[Direction]
Reproduce the data verbatim from the line containing "# test: point out the bowl of" through to the end of the data, including both ends. Leave the pictures out of your reproduction.
>> START Dataset excerpts
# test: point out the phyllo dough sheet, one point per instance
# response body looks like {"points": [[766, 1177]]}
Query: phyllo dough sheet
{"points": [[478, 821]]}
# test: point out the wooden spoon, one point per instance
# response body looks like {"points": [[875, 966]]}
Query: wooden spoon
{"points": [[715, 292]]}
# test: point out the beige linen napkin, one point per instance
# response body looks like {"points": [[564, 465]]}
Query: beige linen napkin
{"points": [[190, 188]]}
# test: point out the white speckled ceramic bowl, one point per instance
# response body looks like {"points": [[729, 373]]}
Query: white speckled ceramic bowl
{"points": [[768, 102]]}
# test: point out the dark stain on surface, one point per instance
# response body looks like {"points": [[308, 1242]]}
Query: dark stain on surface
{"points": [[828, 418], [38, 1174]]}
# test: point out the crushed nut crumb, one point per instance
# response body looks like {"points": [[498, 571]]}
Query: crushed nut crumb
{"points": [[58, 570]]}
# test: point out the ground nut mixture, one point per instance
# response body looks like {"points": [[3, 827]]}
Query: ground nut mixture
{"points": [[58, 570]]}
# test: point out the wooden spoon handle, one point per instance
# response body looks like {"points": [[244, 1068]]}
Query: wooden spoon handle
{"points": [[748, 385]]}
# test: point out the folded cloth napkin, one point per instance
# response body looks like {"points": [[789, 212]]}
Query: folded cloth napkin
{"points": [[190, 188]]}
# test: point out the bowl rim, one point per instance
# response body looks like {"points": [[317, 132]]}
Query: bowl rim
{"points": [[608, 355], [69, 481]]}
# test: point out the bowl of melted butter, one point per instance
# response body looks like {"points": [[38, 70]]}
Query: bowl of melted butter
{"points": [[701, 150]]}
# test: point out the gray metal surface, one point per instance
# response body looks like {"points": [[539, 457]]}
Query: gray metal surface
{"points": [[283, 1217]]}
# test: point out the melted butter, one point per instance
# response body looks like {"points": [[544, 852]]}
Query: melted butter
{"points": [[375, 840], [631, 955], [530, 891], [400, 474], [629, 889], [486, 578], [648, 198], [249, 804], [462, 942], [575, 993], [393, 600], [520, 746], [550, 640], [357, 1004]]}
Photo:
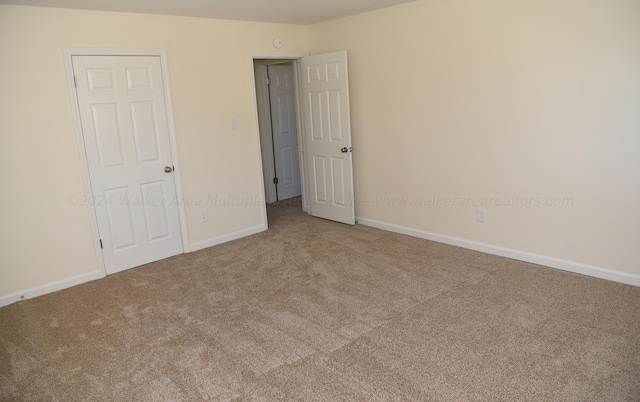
>> END Dataset excerpts
[The answer]
# test: point out the bowl of melted butter, one point per instance
# response body looks like {"points": [[38, 70]]}
Query: bowl of melted butter
{"points": [[701, 150]]}
# test: point out the gray metal surface, one point per instance
# response body looks like {"points": [[539, 457]]}
Query: gray metal surface
{"points": [[283, 1217]]}
# test: point out the melted butter, one point per instance
# response body looks like {"points": [[544, 852]]}
Query: melted butter
{"points": [[375, 840], [631, 955], [530, 891], [400, 474], [629, 889], [486, 578], [648, 198], [249, 804], [462, 942], [575, 993], [393, 600], [520, 746], [550, 640], [357, 1004]]}
Photo:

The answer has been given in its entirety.